Input for this task
•••••

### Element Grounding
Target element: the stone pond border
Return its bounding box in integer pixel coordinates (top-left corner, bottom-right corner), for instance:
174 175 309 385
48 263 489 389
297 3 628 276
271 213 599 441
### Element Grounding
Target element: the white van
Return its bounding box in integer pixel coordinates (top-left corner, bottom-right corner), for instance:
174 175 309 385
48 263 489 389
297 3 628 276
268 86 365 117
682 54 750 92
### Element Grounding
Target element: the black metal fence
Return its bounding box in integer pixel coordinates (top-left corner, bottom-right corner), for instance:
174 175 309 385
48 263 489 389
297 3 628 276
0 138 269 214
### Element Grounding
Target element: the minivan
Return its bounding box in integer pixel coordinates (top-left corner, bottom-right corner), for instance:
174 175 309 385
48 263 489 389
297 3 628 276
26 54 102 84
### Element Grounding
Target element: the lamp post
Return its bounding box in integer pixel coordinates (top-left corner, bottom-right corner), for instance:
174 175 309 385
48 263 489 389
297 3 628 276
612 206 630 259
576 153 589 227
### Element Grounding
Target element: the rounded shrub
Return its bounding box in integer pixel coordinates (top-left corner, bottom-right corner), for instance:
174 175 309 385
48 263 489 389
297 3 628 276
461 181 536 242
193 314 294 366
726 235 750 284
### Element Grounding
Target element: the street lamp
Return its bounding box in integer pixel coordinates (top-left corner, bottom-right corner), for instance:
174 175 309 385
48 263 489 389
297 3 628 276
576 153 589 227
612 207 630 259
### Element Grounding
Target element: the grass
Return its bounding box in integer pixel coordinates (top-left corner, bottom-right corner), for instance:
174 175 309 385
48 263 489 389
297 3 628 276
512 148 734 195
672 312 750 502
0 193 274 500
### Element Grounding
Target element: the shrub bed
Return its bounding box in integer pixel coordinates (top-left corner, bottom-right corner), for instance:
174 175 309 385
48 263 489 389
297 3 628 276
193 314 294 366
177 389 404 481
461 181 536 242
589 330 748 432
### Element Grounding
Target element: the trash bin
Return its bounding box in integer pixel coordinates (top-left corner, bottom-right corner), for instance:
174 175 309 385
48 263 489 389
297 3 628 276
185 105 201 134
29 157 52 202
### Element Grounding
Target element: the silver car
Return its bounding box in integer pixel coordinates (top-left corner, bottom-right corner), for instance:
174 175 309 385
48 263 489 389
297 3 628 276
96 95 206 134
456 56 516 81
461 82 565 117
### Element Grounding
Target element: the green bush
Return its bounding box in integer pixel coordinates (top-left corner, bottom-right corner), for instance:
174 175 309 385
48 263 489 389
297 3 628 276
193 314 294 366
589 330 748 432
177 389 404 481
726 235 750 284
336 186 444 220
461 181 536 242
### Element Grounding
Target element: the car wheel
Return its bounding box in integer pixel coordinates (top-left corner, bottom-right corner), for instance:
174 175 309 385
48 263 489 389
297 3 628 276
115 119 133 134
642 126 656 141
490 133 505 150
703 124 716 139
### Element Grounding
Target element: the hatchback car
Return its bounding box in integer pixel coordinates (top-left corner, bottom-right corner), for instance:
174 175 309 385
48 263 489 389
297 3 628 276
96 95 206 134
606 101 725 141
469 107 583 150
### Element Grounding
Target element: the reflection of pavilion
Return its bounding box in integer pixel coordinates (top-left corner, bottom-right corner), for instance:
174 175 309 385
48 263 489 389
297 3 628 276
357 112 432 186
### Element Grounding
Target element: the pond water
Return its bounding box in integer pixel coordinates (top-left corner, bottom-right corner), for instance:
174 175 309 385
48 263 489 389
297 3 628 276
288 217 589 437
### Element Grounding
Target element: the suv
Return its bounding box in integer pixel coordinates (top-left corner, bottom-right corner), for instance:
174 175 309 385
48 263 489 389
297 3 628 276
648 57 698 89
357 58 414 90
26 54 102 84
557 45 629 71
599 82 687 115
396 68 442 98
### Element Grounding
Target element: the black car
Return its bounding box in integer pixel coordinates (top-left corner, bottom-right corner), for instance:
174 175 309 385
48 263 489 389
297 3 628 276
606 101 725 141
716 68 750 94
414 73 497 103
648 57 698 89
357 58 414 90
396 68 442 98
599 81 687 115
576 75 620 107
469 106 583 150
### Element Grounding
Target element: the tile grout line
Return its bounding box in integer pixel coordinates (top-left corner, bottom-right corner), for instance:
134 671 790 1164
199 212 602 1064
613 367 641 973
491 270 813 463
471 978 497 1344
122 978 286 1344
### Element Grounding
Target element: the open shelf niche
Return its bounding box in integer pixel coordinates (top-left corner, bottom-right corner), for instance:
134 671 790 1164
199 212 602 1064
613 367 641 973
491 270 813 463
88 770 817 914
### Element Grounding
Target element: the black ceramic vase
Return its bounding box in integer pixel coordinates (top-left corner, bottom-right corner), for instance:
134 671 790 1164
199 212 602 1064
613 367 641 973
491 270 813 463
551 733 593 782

•••••

Rewrite all of the items above with "enclosing rectangle" in place of every "bounding box", and leave everything else as it is.

The answer
### Element Grounding
Target element: the stone pond border
Return its enclosing rectangle in integer pixel coordinates (top-left corner, bottom-right corner), for instance:
174 175 309 385
48 263 489 389
297 3 628 276
271 213 599 441
### Element Grounding
Target element: the white van
Return its enclosing rectangle in integer pixel coordinates (top-left corner, bottom-right corner), for instance:
174 175 309 385
48 263 489 389
297 3 628 276
268 86 365 117
682 54 750 92
### Element Grounding
Target element: the black metal fence
Return its enclosing rectangle in integer pixel coordinates (top-left corner, bottom-right corner), for instance:
174 175 309 385
48 263 489 389
297 3 628 276
0 138 269 214
### Element Grounding
Target element: the minivan
Return its enclosing rectangle in integer pixel coordinates (top-left corner, bottom-right corner), for instance:
174 175 309 385
48 263 489 389
297 3 628 276
26 54 102 84
### Element Grounding
Target element: the lamp post
Return its enclosing rectangle in integer pixel coordinates (top-left corner, bottom-right corner), for instance:
174 175 309 385
48 263 489 389
297 3 628 276
612 206 630 259
576 153 589 227
### Element Grounding
Target element: the rounded shrub
Return its enclosing rectangle in integer pixel coordinates (top-left corner, bottom-right corner), for instance:
174 175 309 385
48 263 489 389
297 3 628 276
461 181 536 242
193 314 294 366
726 235 750 284
### Element Grounding
Target element: the street lamp
Return its enclosing rectangle in integer pixel coordinates (top-left corner, bottom-right corner), for instance:
174 175 309 385
48 263 489 389
297 3 628 276
576 153 589 227
612 207 630 259
### Element Grounding
Target element: the grass
Return its enclosing rectangle in integer pixel coordinates (top-left corner, bottom-right corner), for instance:
174 175 309 385
48 263 489 389
297 3 628 276
512 148 734 195
672 312 750 502
0 193 274 500
### Element Grounding
Target element: the shrub bed
Return its enclosing rectangle in integer pixel coordinates (top-left corner, bottom-right corner), for instance:
174 175 309 385
48 263 489 389
297 3 628 276
193 314 294 366
177 389 404 481
461 181 536 242
589 330 748 432
### Element Grounding
Target element: the trash bin
Return its enclosing rectangle in integer pixel coordinates (top-left corner, bottom-right corner), for instance:
174 175 309 385
48 263 489 389
297 3 628 276
185 105 201 134
29 157 52 202
### Element Grounding
Target element: the silver car
Return its enclosing rectangle in integer pixel coordinates (top-left corner, bottom-right corner), for instance:
174 175 309 385
48 263 489 389
297 3 628 276
96 95 206 134
456 56 516 81
461 82 565 117
### Element Grounding
Target element: the green bush
Return its enclosing rectangle in integer pixel coordinates (top-left corner, bottom-right corner), for instance:
174 175 309 385
48 263 489 389
297 3 628 276
193 314 294 366
589 330 748 432
177 389 404 481
726 235 750 284
336 186 444 220
461 181 536 242
### Element Grounding
Target element: the car wheel
Return its enclosing rectangle in integer pixel coordinates (top-left corner, bottom-right corner), for instance:
174 175 309 385
48 263 489 389
297 3 628 276
115 119 133 134
642 126 656 141
490 133 505 150
703 124 716 139
### Element Grounding
Target element: the hatchback car
Return its enclosing rectangle in integer pixel coordinates (top-left corner, bottom-right corner), for instance:
174 175 309 385
48 263 489 389
297 3 628 276
96 95 206 134
606 101 725 141
469 107 583 150
### Element Grounding
Target element: the reflection of pavilion
Return its enclosing rectangle in integer pixel coordinates (top-left corner, bottom-right corner), for instance:
174 175 309 385
48 263 489 389
297 3 628 276
357 112 432 186
### Element Grounding
Target element: the pond water
Return its enclosing rectangle in integer pixel coordinates (top-left corner, bottom-right corner), for instance:
174 175 309 385
48 263 489 389
297 3 628 276
288 217 589 437
### Element Grounding
Target element: the suv
Return its enclosing rectangle in integer pixel coordinates (top-left corner, bottom-right corner), for instance:
174 175 309 385
48 263 489 389
297 3 628 276
648 57 698 89
357 58 414 90
26 54 102 84
557 45 629 71
599 82 687 115
396 68 442 98
### Element Grounding
Target element: the black car
Return its enclosing rectangle in integer pixel coordinates (top-left corner, bottom-right corner), for instance:
174 175 309 385
48 263 489 389
297 3 628 276
606 101 725 141
716 68 750 94
414 73 497 103
648 57 698 89
357 58 414 90
396 68 442 98
599 81 687 115
576 75 620 107
469 106 583 150
### Element Grounding
Target element: the tile grout line
Return its enclosing rectangle in integer pixel coordinates (top-left corner, bottom-right corner), for instance:
134 671 790 1164
199 212 602 1064
613 367 641 973
491 270 813 463
471 978 497 1344
122 978 286 1344
### Element Grounding
Target element: the open shelf niche
Return its enclosing rectangle in integer pixel coordinates (top-left corner, bottom-right corner), for instance:
134 671 790 1164
199 212 602 1064
613 367 641 973
491 270 813 463
88 770 817 914
### Element Grounding
Target element: the black ceramic vase
Return its enclosing rectangle in integer pixel coordinates (top-left corner, bottom-right corner), for instance:
134 671 790 1164
199 212 602 1064
613 367 641 973
491 270 813 463
551 733 593 782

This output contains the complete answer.